>> Begin Source passage

Zinnia’s voice is frank and irreverent, which provides a satisfying contrast to the pomp of the faux-medieval kingdom where the majority of this story takes place. Harrow has conveniently allowed her cell phone to continue working (albeit with less and less battery) to give her a lifeline back home, where her parents—and Charm—are fretting. The whole thing feels like a ruffled pink dress with combat boots, in the very best way. And while there’s a good deal of winking and nodding about the tropes of fairy tales, it’s also evident that A Spindle Splintered is also a love letter to them and the impact they continue to have on our busy and increasingly dystopic world.
One of the chief criticisms of many fairy tales, especially Sleeping Beauty, is the lack of agency among their heroines. Aurora has just eighteen lines in the movie ostensibly about her, Zinnia reminds us, and she spends most of that time sleeping while the forces of good and evil do battle around her. A Spindle Splintered seeks to debunk, to challenge, and ultimately reconcile that fact against something closer to reality. The evil witch in particular is a fascinating character and force in her misguided but well-intentioned spell that seals Primrose’s fate. It’s a facet of the book I’d like to talk about more in a venue where I don’t have to worry about spoiling the twists and turns Harrow manages to pack into this novella.
Do things end a little conveniently? Are things a little too happily-ever-after at the end? Perhaps, though there’s enough bitter-sweet from reality to keep things from getting too saccharine. And this is a fairy tale, after all. In two worlds, both fictional and real, with curses and fate, it’s nice to see a happy ending.

>> End Source passage
>> Begin Information supplied

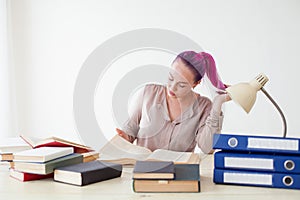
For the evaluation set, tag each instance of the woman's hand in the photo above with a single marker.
(123, 135)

>> End Information supplied

### Short task
Reproduce the passage of the book review word for word, from "Zinnia’s voice is" up to and including "increasingly dystopic world.".

### Result below
Zinnia’s voice is frank and irreverent, which provides a satisfying contrast to the pomp of the faux-medieval kingdom where the majority of this story takes place. Harrow has conveniently allowed her cell phone to continue working (albeit with less and less battery) to give her a lifeline back home, where her parents—and Charm—are fretting. The whole thing feels like a ruffled pink dress with combat boots, in the very best way. And while there’s a good deal of winking and nodding about the tropes of fairy tales, it’s also evident that A Spindle Splintered is also a love letter to them and the impact they continue to have on our busy and increasingly dystopic world.